## Instructions for the task:
Present the records as a Markdown table, from the line containing "fingernail in this photo." through the end of the records, both ends included. Use a Row column for the row number and a Line column for the line, and skip blank lines.

-- Begin --

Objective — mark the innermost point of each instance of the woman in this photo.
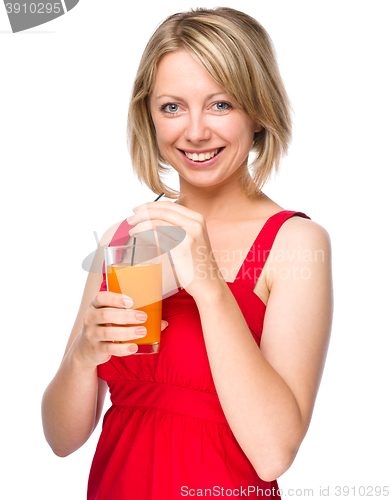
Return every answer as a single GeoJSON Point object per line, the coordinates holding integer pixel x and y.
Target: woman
{"type": "Point", "coordinates": [216, 411]}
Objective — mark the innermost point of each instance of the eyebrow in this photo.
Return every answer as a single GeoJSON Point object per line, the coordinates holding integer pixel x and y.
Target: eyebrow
{"type": "Point", "coordinates": [176, 98]}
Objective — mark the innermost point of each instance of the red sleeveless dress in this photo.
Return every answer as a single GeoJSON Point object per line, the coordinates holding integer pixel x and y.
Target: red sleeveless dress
{"type": "Point", "coordinates": [165, 436]}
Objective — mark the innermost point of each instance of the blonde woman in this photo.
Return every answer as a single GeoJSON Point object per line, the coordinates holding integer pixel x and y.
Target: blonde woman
{"type": "Point", "coordinates": [222, 409]}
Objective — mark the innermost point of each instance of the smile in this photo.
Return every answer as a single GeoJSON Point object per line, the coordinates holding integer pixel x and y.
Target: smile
{"type": "Point", "coordinates": [202, 157]}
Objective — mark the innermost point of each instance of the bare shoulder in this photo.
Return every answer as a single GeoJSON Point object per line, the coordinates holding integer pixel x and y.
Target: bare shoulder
{"type": "Point", "coordinates": [298, 232]}
{"type": "Point", "coordinates": [302, 248]}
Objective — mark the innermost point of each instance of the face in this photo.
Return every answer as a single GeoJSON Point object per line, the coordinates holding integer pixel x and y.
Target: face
{"type": "Point", "coordinates": [200, 131]}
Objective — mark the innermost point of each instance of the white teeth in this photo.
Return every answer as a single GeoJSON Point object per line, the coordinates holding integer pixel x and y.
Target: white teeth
{"type": "Point", "coordinates": [202, 156]}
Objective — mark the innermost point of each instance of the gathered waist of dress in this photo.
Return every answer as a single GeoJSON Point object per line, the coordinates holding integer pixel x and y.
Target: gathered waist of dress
{"type": "Point", "coordinates": [169, 397]}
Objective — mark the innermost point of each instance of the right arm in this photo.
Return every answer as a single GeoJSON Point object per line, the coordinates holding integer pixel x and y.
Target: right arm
{"type": "Point", "coordinates": [73, 401]}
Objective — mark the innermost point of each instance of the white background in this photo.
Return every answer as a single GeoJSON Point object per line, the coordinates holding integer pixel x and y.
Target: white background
{"type": "Point", "coordinates": [65, 172]}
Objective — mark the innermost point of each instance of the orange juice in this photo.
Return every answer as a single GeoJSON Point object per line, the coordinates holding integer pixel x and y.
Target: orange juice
{"type": "Point", "coordinates": [143, 284]}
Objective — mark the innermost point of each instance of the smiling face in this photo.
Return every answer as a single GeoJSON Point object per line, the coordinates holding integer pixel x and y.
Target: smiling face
{"type": "Point", "coordinates": [200, 130]}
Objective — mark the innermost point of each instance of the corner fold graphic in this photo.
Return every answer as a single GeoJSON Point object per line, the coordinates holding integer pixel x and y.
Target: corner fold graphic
{"type": "Point", "coordinates": [30, 13]}
{"type": "Point", "coordinates": [69, 4]}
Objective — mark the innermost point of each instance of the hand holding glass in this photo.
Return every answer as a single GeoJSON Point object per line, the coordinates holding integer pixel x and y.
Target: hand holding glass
{"type": "Point", "coordinates": [136, 271]}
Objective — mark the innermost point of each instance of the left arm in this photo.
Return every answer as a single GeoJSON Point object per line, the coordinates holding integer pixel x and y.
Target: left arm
{"type": "Point", "coordinates": [267, 394]}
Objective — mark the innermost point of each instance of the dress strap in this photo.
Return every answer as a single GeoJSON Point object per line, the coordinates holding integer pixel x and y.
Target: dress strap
{"type": "Point", "coordinates": [253, 264]}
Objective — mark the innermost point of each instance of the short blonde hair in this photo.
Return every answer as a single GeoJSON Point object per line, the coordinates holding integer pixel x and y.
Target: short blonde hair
{"type": "Point", "coordinates": [239, 55]}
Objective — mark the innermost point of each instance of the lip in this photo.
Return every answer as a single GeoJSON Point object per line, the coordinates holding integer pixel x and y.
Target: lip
{"type": "Point", "coordinates": [199, 151]}
{"type": "Point", "coordinates": [205, 163]}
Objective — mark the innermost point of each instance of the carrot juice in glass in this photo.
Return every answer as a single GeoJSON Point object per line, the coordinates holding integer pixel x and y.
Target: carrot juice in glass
{"type": "Point", "coordinates": [136, 271]}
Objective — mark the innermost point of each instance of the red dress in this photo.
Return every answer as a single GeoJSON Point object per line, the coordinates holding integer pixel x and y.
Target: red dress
{"type": "Point", "coordinates": [165, 436]}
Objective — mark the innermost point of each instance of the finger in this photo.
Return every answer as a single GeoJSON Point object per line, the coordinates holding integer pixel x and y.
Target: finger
{"type": "Point", "coordinates": [111, 299]}
{"type": "Point", "coordinates": [121, 333]}
{"type": "Point", "coordinates": [117, 316]}
{"type": "Point", "coordinates": [119, 350]}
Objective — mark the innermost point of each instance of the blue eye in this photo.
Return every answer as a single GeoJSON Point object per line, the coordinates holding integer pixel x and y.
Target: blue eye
{"type": "Point", "coordinates": [170, 108]}
{"type": "Point", "coordinates": [222, 106]}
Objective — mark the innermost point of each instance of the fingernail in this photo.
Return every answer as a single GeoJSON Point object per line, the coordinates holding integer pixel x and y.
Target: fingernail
{"type": "Point", "coordinates": [127, 301]}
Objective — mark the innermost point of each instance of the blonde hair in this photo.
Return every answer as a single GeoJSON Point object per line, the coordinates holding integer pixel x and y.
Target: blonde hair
{"type": "Point", "coordinates": [239, 55]}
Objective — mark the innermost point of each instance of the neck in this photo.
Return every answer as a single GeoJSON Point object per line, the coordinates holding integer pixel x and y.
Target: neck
{"type": "Point", "coordinates": [220, 202]}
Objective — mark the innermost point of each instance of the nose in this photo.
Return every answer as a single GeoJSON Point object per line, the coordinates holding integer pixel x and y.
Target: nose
{"type": "Point", "coordinates": [197, 129]}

-- End --

## Task answer:
| Row | Line |
|---|---|
| 1 | Objective — mark the innermost point of each instance of the fingernail in this photo. |
| 2 | Return every answer as a single GeoJSON Point object per line, the coordinates holding integer pixel x and y. |
| 3 | Target: fingernail |
| 4 | {"type": "Point", "coordinates": [127, 301]} |
| 5 | Objective — mark the innermost point of each instance of the blonde hair in this photo. |
| 6 | Return every answer as a single GeoJSON Point object per line, the coordinates holding integer pixel x and y. |
| 7 | Target: blonde hair |
| 8 | {"type": "Point", "coordinates": [239, 55]} |
| 9 | Objective — mark the innermost point of each instance of the neck in this photo. |
| 10 | Return every answer as a single GeoJSON Point object per line, the coordinates holding integer pixel x and y. |
| 11 | Target: neck |
| 12 | {"type": "Point", "coordinates": [220, 202]} |
| 13 | Objective — mark the innermost point of each instance of the nose in this photo. |
| 14 | Return every answer as a single GeoJSON Point object per line, the coordinates holding integer pixel x and y. |
| 15 | Target: nose |
| 16 | {"type": "Point", "coordinates": [197, 129]} |